**Data for this exercise**
○ ○ ○ ○ ○ ○ ○

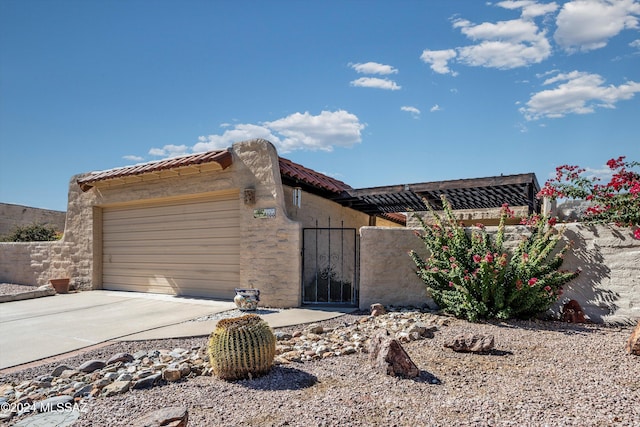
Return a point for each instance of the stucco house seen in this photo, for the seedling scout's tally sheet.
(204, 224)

○ ○ ○ ○ ○ ○ ○

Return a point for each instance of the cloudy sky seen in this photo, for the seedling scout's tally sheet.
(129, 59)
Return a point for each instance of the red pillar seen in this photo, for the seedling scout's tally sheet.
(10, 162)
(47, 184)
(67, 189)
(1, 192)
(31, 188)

○ ○ ○ ○ ○ ○ ○

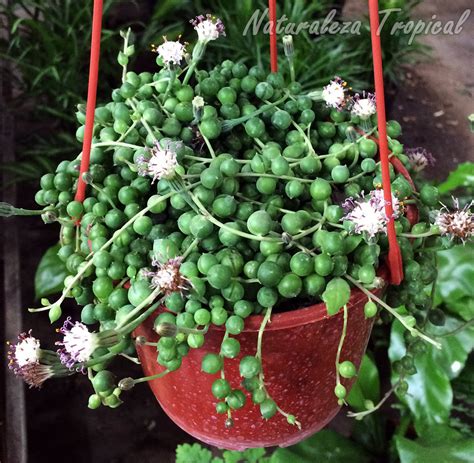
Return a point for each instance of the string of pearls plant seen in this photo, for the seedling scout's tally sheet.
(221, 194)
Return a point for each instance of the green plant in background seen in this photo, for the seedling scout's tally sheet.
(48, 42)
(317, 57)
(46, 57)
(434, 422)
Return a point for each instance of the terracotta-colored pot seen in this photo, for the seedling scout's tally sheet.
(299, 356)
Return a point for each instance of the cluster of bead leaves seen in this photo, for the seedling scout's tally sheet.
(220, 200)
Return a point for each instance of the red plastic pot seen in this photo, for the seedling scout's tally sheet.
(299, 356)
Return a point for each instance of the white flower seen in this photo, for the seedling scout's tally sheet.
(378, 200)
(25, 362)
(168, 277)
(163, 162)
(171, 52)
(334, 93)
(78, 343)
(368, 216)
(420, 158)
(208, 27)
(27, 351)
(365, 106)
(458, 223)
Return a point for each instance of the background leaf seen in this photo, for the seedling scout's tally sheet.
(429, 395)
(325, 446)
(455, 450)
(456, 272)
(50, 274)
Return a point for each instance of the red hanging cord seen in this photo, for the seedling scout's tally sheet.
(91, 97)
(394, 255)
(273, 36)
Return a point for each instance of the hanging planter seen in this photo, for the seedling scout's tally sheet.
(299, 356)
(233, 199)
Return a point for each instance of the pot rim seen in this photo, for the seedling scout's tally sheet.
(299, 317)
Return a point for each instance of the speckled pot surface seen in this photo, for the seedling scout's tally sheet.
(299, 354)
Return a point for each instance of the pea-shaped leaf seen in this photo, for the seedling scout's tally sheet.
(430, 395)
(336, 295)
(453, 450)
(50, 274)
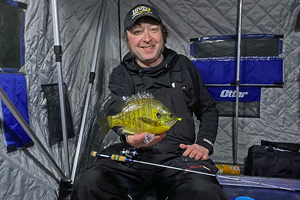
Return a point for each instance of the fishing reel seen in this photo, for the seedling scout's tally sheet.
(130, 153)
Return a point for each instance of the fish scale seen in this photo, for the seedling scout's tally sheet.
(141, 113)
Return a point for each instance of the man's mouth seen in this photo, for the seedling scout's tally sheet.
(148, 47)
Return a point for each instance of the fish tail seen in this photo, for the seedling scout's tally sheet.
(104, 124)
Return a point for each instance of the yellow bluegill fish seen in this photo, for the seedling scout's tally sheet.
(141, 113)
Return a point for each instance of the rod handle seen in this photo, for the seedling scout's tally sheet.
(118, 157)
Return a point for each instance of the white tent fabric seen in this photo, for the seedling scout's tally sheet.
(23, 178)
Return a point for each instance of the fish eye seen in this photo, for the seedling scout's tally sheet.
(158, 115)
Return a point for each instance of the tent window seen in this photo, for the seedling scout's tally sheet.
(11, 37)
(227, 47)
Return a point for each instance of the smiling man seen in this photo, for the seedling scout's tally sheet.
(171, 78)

○ ○ ○ ○ ○ ○ ○

**Job**
Count the lines in the entries above that contain the string "leaf". Give only the number.

**Final result**
2